__Source passage__.
_ _ _ _ _

Staged at The Galleria shopping centre, Melbourne, in 2005. This exhibition showed 15 pieces made over a 15 year period for one client. It clearly illustrated how the style of both client and milliner have evolved.
The press release stated - “Gail Humphreys has an astonishing 59 hats in her collection, 49 of which carry the Paris Kyne or Michael F Kyne labels. The other 10 include 2 by the now retired English Royal Milliner, Frederick Fox and four vintage pieces by Melbourne Milliner William Beale, both of whom Paris has worked for in his life.” and “highlights on display include “The Cobra” a three tone taupe vintage straw braid and pari sisal piece form 1996. “ Ralph the Hat”, a split brimmed beret in brown fox fur from 1998. “Escargot” a two tone green malucine felt snail with gold wire detailed neck, head and feelers from 2002.

Staged at LOCAD - the Library of Costume and Design, Moorabbin, Victoria in 2004. Nine feathered headpieces celebrating the ancient art of feather manipulation.
The press release stated - “This year Paris has made nine fantastical feathered head pieces using exotic feathers such as Lady Amhurst pheasant, ringneck pheasant and the adorable baby chinchilla (and no, chinchilla feathers have nothing to do with the dog breed of the same name)” and “Feathers are a Paris Kyne trademark. His usage of feathers has spanned the last 15 years and he takes special pride in being able to manipulate a feather into a strange or even obscure shape for usage upon his hats”.

Staged at LOCAD - the Library of Costume and Design, Moorabbin, Victoria in 2003. Works included Ned Kelly’s helmet and the Victorian Arts Centre spire.
The press release stated - “This year, Paris combines two of his greatest loves - icons and chicken wire to bring us a new way to look at the same sights” and “Ned Kelly’s helmet has worked its way into our national psyche, with two Kelly exhibitions this year and yet another movie, he seems to have made an interesting shift from villain to hero … The original Kelly helmet was made from components of the No 2 Lennon plough, whereas Paris’ copy has been made from chicken wire, which is far lighter to wear, and is far more comfortable, as it lets huge amounts of light and air through”.

Staged at Chapel Off Chapel, Prahran, Victoria in 2002. Revisiting the German cabaret scene just before World War II.
The Press release stated - “Inspiration for the nine headpieces in this exhibition have been drawn from this overtly stylish but brief moment in time where the beautiful creatures of the night ruled, they governed wearing their French lingerie and suspender belts (and that wasn’t only the females). They stalked the bars and smoky clubs looking to indulge in the latest novelty or each other.” and “Millinery of this period was cocktail based; quite small and poised at overly raked angles with an emphasis on shinning fabrics. Black, cream and purple will be the only colours used, bringing attention to the silhouette of each piece.”.

_ _ _ _ _

__Extracted information__.
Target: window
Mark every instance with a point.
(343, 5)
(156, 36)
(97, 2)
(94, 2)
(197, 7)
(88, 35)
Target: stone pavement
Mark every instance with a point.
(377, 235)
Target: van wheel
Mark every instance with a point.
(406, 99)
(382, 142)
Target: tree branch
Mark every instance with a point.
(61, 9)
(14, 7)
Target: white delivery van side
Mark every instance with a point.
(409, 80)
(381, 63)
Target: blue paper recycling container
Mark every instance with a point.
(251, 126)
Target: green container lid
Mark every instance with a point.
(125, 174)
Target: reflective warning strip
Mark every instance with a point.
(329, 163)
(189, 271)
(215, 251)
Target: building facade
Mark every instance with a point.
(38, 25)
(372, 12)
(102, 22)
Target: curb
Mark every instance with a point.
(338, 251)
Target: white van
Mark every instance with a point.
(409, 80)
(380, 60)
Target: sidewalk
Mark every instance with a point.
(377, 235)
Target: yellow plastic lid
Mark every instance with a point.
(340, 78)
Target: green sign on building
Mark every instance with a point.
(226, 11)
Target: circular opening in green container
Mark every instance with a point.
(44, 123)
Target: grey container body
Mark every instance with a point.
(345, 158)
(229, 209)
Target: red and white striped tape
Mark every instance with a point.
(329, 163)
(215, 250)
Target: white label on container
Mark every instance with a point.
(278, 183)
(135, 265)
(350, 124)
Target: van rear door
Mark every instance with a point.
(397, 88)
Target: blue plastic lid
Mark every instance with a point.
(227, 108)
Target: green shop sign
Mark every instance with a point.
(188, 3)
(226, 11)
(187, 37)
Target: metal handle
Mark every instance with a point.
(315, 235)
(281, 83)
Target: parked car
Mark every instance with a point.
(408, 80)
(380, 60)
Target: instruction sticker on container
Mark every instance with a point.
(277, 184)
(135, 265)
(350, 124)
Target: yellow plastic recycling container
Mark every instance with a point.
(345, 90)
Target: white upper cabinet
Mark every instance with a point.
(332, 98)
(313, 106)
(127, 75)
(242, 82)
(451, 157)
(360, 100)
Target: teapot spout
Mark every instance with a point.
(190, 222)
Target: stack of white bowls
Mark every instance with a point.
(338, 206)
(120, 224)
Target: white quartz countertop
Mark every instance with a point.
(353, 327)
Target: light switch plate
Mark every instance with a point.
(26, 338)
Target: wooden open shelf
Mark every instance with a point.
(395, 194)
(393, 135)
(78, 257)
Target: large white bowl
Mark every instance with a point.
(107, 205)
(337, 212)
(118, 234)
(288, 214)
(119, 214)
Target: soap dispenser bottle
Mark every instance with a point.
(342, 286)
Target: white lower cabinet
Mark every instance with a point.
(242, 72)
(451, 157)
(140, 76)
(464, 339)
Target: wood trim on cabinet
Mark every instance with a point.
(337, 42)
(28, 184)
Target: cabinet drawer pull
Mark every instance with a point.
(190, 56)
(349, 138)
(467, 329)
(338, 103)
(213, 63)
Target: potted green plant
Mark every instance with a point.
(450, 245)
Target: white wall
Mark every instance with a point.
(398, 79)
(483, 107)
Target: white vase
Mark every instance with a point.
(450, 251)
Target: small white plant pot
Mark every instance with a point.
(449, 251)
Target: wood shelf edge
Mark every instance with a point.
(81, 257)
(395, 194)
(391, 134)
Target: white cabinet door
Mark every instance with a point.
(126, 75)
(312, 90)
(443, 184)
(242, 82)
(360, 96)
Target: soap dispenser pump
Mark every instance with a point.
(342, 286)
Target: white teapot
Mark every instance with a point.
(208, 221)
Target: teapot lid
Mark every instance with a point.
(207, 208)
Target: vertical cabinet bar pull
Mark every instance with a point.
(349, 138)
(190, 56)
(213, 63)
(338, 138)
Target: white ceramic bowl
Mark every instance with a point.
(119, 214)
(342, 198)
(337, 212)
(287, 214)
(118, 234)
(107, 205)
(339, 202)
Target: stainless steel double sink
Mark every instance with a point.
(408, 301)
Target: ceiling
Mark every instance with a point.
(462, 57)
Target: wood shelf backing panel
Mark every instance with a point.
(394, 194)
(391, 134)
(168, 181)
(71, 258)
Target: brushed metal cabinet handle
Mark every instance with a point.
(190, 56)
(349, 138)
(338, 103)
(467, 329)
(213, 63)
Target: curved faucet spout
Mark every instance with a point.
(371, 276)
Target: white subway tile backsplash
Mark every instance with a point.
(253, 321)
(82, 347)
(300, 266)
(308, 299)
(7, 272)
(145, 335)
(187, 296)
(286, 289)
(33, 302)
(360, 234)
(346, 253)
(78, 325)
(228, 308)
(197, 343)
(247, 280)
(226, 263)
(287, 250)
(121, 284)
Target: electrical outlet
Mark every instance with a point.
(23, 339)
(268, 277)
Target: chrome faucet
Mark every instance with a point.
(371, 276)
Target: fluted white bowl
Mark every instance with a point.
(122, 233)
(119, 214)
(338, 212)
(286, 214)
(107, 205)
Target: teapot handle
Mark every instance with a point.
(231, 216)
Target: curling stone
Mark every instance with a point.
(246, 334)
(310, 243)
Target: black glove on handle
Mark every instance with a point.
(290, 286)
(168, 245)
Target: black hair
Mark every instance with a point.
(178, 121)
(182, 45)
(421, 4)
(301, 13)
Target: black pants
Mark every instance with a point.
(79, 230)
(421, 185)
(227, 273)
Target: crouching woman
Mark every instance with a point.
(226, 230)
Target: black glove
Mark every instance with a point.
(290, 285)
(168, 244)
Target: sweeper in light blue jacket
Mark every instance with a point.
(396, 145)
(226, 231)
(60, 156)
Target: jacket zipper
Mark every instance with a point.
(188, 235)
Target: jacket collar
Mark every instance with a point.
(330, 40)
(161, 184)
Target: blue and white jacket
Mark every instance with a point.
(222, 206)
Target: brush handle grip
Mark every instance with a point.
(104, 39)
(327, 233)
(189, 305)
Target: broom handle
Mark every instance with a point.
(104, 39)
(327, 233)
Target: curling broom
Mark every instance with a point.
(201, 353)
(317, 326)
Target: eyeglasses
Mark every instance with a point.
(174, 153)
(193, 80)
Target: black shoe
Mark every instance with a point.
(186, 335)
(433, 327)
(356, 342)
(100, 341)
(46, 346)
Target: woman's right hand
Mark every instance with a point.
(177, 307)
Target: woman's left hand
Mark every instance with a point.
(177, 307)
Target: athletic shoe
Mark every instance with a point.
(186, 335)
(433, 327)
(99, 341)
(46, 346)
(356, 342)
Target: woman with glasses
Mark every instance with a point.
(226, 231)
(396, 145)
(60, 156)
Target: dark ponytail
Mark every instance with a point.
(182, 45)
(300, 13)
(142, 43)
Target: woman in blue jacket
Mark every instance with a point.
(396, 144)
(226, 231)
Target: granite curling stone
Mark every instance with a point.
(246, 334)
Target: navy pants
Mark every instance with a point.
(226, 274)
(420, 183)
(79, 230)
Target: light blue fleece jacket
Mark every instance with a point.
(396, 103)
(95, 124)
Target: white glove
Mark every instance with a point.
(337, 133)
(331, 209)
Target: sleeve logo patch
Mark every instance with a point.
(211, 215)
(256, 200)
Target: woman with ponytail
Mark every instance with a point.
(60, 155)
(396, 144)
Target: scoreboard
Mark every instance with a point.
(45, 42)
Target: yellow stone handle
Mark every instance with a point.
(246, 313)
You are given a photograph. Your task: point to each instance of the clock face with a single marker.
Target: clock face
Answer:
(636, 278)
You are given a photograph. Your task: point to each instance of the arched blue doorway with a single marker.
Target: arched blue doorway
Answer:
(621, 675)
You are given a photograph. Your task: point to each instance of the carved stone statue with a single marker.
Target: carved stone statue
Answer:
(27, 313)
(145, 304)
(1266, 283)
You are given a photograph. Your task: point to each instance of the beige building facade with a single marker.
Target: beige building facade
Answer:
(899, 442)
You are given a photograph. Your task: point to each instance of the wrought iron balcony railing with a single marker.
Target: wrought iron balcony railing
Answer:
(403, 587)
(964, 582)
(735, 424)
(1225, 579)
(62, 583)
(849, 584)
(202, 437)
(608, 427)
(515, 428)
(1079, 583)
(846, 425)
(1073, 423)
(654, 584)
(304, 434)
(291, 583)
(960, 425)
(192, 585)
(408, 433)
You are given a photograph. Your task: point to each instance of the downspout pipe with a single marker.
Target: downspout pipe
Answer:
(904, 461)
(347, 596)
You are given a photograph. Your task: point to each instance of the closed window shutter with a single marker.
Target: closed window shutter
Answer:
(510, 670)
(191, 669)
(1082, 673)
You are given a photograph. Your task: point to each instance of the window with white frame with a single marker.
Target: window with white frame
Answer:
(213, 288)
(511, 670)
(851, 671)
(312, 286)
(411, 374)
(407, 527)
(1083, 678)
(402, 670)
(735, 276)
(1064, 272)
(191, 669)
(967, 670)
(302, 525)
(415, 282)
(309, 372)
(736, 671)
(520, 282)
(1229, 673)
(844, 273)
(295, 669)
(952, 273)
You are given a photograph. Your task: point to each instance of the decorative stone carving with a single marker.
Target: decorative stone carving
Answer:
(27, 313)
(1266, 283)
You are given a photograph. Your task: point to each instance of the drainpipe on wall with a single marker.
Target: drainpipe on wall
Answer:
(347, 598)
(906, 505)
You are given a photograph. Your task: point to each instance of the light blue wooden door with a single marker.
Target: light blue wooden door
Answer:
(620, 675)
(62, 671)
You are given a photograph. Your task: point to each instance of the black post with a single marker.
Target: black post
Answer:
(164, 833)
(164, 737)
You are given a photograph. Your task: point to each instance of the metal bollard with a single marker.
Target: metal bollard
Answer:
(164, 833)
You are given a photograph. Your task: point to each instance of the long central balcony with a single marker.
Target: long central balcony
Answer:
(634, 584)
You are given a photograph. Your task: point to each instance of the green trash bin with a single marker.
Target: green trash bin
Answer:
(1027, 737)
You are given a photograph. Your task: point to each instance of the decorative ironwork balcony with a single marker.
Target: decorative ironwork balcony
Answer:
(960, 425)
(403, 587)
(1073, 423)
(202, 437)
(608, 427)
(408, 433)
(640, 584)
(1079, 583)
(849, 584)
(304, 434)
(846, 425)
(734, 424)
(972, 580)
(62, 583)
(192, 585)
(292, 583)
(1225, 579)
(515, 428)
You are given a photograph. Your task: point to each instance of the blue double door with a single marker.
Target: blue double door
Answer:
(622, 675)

_ _ _ _ _

__What you will do__. Using the exhibition text above, say whether each statement agrees with it, answering yes or no and quoting the words that decide it. 1. The 2004 exhibition at LOCAD showed nine feathered headpieces. 2. Paris's copy of Ned Kelly's helmet was made from parts of a plough. 3. The exhibition at Chapel Off Chapel used only black, cream and purple.

__Solved exercise__.
1. Yes: "Nine feathered headpieces celebrating the ancient art of feather manipulation."
2. No: "whereas Paris’ copy has been made from chicken wire"
3. Yes: "Black, cream and purple will be the only colours used"